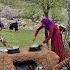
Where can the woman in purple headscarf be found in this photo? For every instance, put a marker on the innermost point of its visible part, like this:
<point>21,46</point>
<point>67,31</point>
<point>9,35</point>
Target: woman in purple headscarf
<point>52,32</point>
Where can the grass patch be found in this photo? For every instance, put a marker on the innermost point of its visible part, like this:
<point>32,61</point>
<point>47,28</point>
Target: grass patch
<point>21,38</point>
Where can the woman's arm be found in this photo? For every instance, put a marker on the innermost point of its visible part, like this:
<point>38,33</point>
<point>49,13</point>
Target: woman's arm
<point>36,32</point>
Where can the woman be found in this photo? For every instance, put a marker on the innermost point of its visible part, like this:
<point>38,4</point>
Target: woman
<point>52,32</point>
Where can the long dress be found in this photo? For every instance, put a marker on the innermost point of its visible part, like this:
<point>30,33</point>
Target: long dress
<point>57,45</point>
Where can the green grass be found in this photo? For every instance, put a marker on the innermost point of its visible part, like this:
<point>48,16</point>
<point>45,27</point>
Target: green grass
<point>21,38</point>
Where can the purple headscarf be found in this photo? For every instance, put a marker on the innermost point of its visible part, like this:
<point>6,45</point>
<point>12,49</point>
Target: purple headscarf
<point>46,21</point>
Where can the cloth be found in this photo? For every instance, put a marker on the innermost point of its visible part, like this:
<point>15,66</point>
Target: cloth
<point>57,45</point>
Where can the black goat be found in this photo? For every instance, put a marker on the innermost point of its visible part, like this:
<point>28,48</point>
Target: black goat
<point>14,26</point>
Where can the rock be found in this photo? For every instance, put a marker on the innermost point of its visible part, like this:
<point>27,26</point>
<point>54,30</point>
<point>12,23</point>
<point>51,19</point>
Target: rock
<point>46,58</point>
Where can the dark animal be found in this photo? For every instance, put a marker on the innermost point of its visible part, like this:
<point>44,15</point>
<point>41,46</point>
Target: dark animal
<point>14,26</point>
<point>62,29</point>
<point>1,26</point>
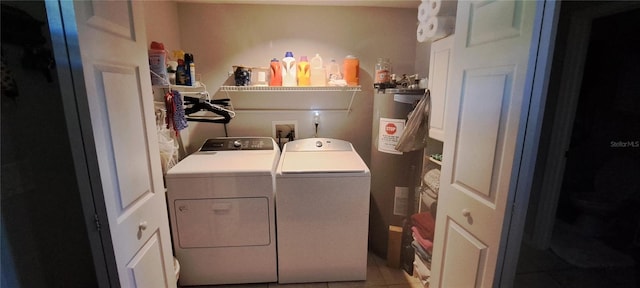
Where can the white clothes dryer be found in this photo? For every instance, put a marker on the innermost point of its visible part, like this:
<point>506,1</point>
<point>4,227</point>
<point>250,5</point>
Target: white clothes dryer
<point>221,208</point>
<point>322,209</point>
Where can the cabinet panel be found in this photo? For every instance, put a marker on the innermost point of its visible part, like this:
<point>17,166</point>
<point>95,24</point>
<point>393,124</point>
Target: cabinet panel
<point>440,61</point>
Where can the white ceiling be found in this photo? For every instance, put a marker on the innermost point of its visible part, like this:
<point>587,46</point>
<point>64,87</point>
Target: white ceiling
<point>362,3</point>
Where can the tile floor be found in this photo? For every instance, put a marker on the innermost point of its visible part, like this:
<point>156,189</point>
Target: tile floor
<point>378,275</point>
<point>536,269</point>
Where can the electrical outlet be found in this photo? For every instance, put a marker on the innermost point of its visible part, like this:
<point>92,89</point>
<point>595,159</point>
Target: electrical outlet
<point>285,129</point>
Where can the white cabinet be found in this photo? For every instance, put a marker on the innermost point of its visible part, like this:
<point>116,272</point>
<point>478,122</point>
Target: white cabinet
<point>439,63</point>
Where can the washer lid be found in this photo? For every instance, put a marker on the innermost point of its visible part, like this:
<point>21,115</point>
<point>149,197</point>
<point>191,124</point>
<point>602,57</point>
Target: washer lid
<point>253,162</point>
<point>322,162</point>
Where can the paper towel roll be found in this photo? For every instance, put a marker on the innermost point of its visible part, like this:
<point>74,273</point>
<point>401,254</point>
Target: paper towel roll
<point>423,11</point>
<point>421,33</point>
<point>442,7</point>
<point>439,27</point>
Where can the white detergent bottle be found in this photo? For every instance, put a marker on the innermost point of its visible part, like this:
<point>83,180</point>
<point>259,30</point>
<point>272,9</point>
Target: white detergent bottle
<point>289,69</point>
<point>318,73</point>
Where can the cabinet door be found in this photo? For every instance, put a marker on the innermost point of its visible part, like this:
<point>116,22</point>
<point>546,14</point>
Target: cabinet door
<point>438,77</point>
○ ○ ○
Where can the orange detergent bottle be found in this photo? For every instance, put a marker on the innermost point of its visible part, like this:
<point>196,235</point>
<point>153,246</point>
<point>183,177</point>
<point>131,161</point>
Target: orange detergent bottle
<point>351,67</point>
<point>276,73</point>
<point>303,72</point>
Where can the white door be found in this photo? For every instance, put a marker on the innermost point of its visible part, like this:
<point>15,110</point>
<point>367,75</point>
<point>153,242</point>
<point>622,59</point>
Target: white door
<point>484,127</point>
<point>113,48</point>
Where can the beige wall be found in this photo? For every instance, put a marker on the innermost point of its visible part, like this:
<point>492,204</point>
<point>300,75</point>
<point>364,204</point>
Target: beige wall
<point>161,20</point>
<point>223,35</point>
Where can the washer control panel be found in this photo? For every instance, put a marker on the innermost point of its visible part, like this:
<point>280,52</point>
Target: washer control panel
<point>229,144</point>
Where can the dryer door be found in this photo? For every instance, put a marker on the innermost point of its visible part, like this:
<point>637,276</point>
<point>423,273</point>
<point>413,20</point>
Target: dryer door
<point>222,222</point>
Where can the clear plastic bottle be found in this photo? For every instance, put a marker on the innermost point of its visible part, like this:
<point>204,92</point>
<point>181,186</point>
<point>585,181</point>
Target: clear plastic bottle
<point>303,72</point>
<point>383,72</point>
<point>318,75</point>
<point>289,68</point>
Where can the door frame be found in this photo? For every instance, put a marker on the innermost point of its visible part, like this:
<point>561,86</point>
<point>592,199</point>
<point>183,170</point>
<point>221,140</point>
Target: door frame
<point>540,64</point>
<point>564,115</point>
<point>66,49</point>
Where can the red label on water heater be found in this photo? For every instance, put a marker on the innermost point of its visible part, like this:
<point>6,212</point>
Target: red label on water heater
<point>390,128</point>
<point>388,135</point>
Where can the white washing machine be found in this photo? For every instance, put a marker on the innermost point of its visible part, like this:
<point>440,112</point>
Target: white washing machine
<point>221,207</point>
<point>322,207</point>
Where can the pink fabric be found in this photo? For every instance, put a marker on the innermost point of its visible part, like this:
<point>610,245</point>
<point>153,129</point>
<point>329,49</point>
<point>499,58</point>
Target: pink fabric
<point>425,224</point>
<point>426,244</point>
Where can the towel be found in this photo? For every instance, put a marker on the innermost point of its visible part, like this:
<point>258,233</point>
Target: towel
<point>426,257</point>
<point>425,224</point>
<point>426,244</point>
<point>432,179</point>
○ ○ ○
__Objective__. Could you resize the lines from the one with "Where can the towel" to the one with "<point>432,179</point>", both included, by giving them all again with every coordinate in the answer points multiplied by 0.45 and rounded to a whole number, halves going up? Keep the request and its sample points unchanged.

__Written response__.
Where can the towel be found in this photo? For every instance, put a marker on the innermost point of its visible part, like this:
<point>258,233</point>
Target: towel
<point>192,116</point>
<point>191,101</point>
<point>192,110</point>
<point>194,81</point>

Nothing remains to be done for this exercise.